### Instructions to follow
Give the records below again exactly, and exclude each picture.

━━━━━ Data extracts ━━━━━

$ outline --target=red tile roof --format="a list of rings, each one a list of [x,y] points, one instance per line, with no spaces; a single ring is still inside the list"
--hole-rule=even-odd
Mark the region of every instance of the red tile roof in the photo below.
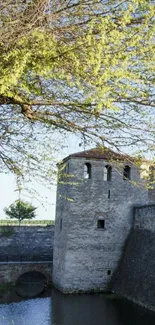
[[[104,159],[104,160],[119,160],[119,161],[131,161],[133,162],[135,158],[126,155],[121,154],[118,152],[115,152],[107,147],[96,147],[92,148],[90,150],[82,151],[82,152],[76,152],[68,157],[63,159],[63,162],[70,158],[89,158],[89,159]]]

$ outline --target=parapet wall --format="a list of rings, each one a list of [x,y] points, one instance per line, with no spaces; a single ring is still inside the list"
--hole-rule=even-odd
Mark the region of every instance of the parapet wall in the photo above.
[[[15,284],[20,275],[37,271],[44,274],[47,282],[51,283],[52,280],[52,262],[13,262],[0,264],[0,285]]]
[[[54,226],[1,226],[0,262],[52,261]]]
[[[155,205],[134,208],[113,291],[155,311]]]

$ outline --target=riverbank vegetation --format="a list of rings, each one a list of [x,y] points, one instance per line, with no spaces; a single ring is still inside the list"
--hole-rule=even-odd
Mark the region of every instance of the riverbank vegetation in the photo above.
[[[21,226],[52,226],[55,224],[54,220],[23,220]],[[0,226],[19,226],[17,220],[1,219]]]

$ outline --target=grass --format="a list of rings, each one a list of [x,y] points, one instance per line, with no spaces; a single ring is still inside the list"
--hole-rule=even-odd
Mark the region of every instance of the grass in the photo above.
[[[54,220],[23,220],[21,226],[52,226]],[[18,220],[1,219],[0,226],[19,226]]]

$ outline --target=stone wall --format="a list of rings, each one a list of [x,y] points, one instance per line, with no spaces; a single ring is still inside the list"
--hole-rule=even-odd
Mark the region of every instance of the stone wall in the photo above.
[[[0,262],[51,261],[54,226],[1,226]]]
[[[84,179],[84,164],[92,167]],[[148,204],[148,191],[123,180],[123,166],[131,179],[140,172],[130,162],[112,165],[111,181],[104,181],[102,159],[74,158],[67,181],[58,184],[53,282],[63,292],[111,290],[111,279],[122,256],[133,223],[133,206]],[[110,195],[109,195],[110,193]],[[97,227],[104,220],[104,229]]]
[[[155,310],[155,205],[136,207],[113,291]]]
[[[155,232],[155,205],[144,205],[134,208],[134,228]]]
[[[52,280],[52,262],[10,262],[0,264],[0,285],[4,285],[5,283],[14,284],[20,275],[30,271],[41,272],[46,276],[49,283]]]

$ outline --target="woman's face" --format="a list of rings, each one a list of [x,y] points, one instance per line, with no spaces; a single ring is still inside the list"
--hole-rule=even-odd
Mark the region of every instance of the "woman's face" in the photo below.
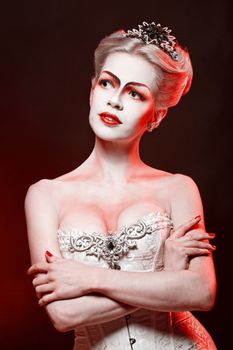
[[[141,136],[154,116],[155,72],[143,57],[110,54],[91,89],[90,125],[105,140]]]

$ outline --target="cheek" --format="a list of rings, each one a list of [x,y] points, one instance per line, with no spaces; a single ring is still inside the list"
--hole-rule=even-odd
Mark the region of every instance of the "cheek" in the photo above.
[[[96,88],[93,91],[92,100],[91,100],[91,109],[100,109],[99,111],[103,111],[103,105],[106,105],[109,99],[109,93],[107,91],[102,91]]]
[[[144,126],[145,124],[148,123],[148,121],[151,119],[153,113],[154,113],[154,105],[150,104],[149,106],[141,108],[140,114],[139,114],[139,125]]]
[[[97,102],[98,102],[98,92],[95,89],[92,93],[91,106],[96,105]]]

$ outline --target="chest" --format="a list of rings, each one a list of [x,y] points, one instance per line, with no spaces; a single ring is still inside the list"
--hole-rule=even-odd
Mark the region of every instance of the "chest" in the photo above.
[[[170,212],[166,191],[153,182],[118,187],[69,184],[59,192],[58,203],[59,226],[85,232],[118,232],[150,212]]]

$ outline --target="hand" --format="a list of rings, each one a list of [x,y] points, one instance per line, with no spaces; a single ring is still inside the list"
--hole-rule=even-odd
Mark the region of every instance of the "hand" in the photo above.
[[[180,225],[166,239],[164,246],[164,270],[185,270],[191,257],[209,255],[215,246],[203,241],[213,239],[214,233],[201,230],[188,232],[200,221],[200,216]]]
[[[89,292],[88,282],[92,280],[93,267],[77,260],[49,256],[48,253],[45,257],[46,262],[36,263],[27,271],[28,275],[35,275],[32,284],[40,298],[39,305]]]

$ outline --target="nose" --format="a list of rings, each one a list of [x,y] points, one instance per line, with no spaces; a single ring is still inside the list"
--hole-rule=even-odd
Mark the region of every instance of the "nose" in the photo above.
[[[109,100],[108,100],[108,105],[112,106],[113,108],[117,108],[118,110],[122,110],[123,109],[123,104],[121,102],[120,99],[120,94],[119,93],[115,93],[113,94]]]

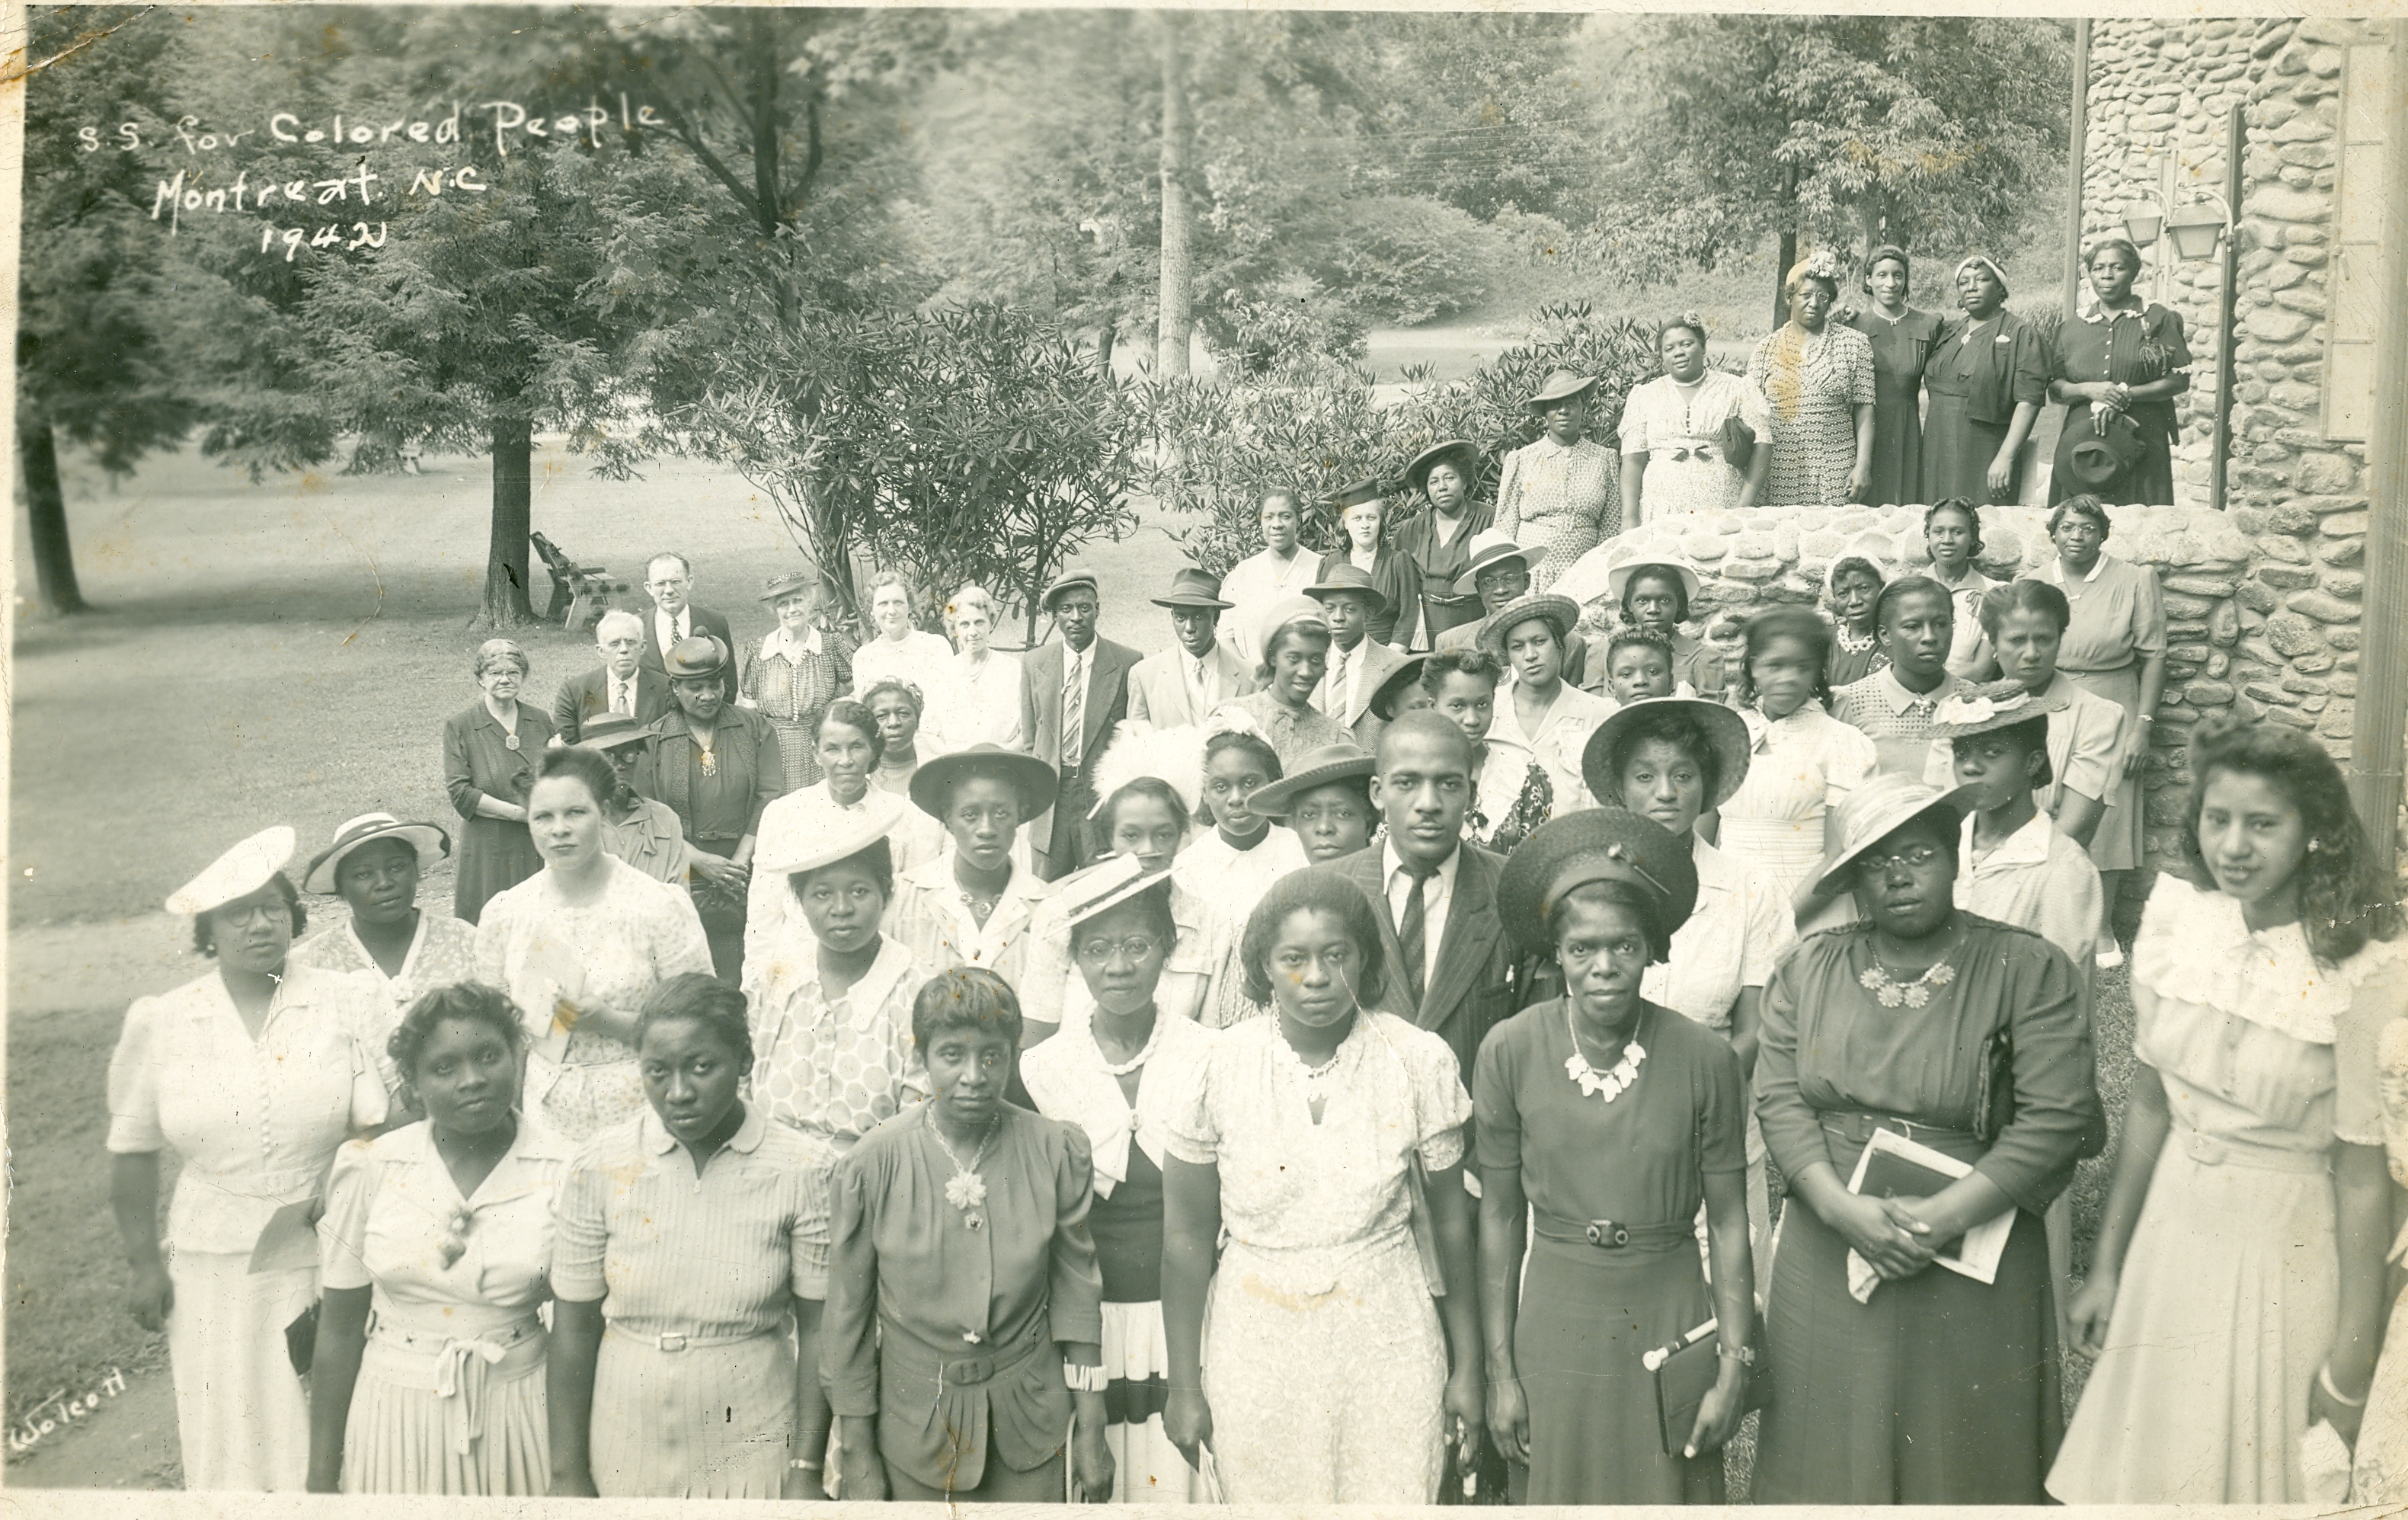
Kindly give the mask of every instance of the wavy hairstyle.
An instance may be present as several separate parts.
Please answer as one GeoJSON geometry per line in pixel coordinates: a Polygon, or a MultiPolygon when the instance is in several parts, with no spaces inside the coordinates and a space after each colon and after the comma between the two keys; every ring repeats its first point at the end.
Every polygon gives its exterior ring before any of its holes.
{"type": "Polygon", "coordinates": [[[1747,620],[1746,653],[1739,662],[1739,699],[1756,704],[1756,658],[1776,638],[1803,642],[1814,659],[1814,700],[1831,706],[1831,625],[1802,607],[1767,608],[1747,620]]]}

━━━━━

### Solution to this exercise
$ outline --target=red tile roof --format="a list of rings, each one a list of [x,y] points, one instance per line, with no spaces; a single ring is still inside the list"
--hole-rule=even-odd
Mark the region of every instance of the red tile roof in the photo below.
[[[104,159],[104,160],[119,160],[119,161],[131,161],[133,162],[135,158],[126,155],[121,154],[118,152],[115,152],[107,147],[96,147],[92,148],[90,150],[82,151],[82,152],[76,152],[68,157],[63,159],[63,162],[70,158],[89,158],[89,159]]]

$ outline --target=parapet wall --format="a list of rings, each one a list of [x,y] points, one instance per line, with no spaces; a single ring is still inside the list"
--hole-rule=even-odd
Mark the region of every instance of the parapet wall in the photo above.
[[[15,284],[20,275],[37,271],[44,274],[47,282],[51,283],[52,280],[52,262],[13,262],[0,264],[0,285]]]
[[[54,226],[1,226],[0,262],[52,261]]]
[[[155,205],[134,208],[113,291],[155,311]]]

$ outline --target=riverbank vegetation --format="a list of rings, each one a list of [x,y] points, one instance per line, with no spaces; a single ring is still inside the list"
--hole-rule=even-odd
Mark the region of every instance of the riverbank vegetation in the photo above.
[[[21,226],[52,226],[55,224],[54,220],[23,220]],[[0,226],[19,226],[17,220],[1,219]]]

$ outline --target=grass --format="a list of rings, each one a list of [x,y] points, one instance per line, with no spaces; a single ring is still inside the list"
--hole-rule=even-odd
Mark the region of every instance of the grass in the photo above.
[[[54,220],[23,220],[21,226],[52,226]],[[18,220],[1,219],[0,226],[19,226]]]

$ outline --target=stone wall --format="a list of rings, each one a list of [x,y] points, one instance per line, with no spaces; a single ring is still inside the list"
--hole-rule=even-odd
Mark the region of every instance of the stone wall in the photo above.
[[[0,262],[51,261],[54,226],[1,226]]]
[[[84,179],[84,164],[92,167]],[[148,204],[148,191],[123,180],[123,166],[131,179],[140,172],[130,162],[112,165],[111,181],[104,181],[102,159],[74,158],[67,181],[58,184],[53,282],[63,292],[111,290],[111,279],[122,256],[133,223],[133,206]],[[110,195],[109,195],[110,193]],[[97,227],[104,220],[104,229]]]
[[[155,310],[155,205],[136,207],[113,291]]]
[[[155,232],[155,205],[144,205],[134,208],[134,228]]]
[[[52,280],[52,262],[10,262],[0,264],[0,285],[4,285],[5,283],[14,284],[20,275],[30,271],[41,272],[46,276],[49,283]]]

$ outline --target="woman's face" --format="a list of rings, each one a list of [x,y] points, one instance per line, with no spaces; a single ring is still inside the list"
--hole-rule=even-odd
Mark the region of every instance of the "woman's face" in the photo below.
[[[141,136],[154,116],[155,72],[143,57],[110,54],[91,89],[90,125],[105,140]]]

$ outline --target="cheek" --format="a list of rings, each one a list of [x,y] points, one instance per line, with no spaces; a single ring is still inside the list"
--hole-rule=even-odd
Mark the region of every instance of the "cheek" in the photo above.
[[[96,88],[93,91],[92,100],[91,100],[91,109],[100,109],[99,111],[103,111],[103,105],[106,105],[109,99],[109,93],[107,91],[102,91]]]
[[[144,126],[145,124],[148,123],[148,121],[151,119],[153,113],[154,113],[154,105],[150,104],[149,106],[141,108],[140,114],[139,114],[139,125]]]
[[[97,102],[98,102],[98,92],[95,89],[92,93],[91,106],[96,105]]]

$ outline --target="chest" --format="a list of rings, each one a list of [x,y] points, one instance per line, with no spaces; a single ring is still inside the list"
--hole-rule=even-odd
Mark the region of every instance of the "chest" in the photo above.
[[[170,212],[166,191],[153,182],[118,187],[69,184],[59,192],[58,203],[59,226],[85,232],[118,232],[150,212]]]

$ outline --target="hand" --format="a list of rings, each one a list of [x,y] points, one instance per line, with no spaces; a single ring is still inside the list"
--hole-rule=even-odd
Mark the region of every instance of the "hand" in the photo above.
[[[180,225],[166,239],[164,246],[164,270],[185,270],[191,257],[209,255],[215,246],[203,241],[213,239],[214,233],[201,230],[188,232],[200,221],[200,216]]]
[[[89,292],[88,282],[92,280],[93,267],[77,260],[49,256],[48,253],[45,257],[46,262],[36,263],[27,271],[28,275],[35,275],[32,284],[40,298],[39,305]]]

$ outline --target="nose" --format="a list of rings, each one a list of [x,y] points, one instance per line, with no spaces; a single ring is still inside the list"
--hole-rule=even-odd
Mark the region of every instance of the "nose" in the photo above.
[[[109,100],[108,100],[108,105],[112,106],[113,108],[117,108],[118,110],[122,110],[123,109],[123,104],[121,102],[120,99],[120,94],[119,93],[115,93],[113,94]]]

Kindly give the mask of every instance of the wavy hairstyle.
An instance may be present as several separate parts.
Please answer as one GeoJSON geometry per line in pixel coordinates: a Polygon, or a MultiPolygon when the instance is in several parts, with no spaces inside the coordinates and a space after each colon and after the comma between the two keys; every ring repeats its first point at the end.
Every polygon gives its exterior ring before any of its holes.
{"type": "Polygon", "coordinates": [[[1747,620],[1746,653],[1739,662],[1739,699],[1756,704],[1756,658],[1776,638],[1803,642],[1814,659],[1814,700],[1831,706],[1831,625],[1802,607],[1767,608],[1747,620]]]}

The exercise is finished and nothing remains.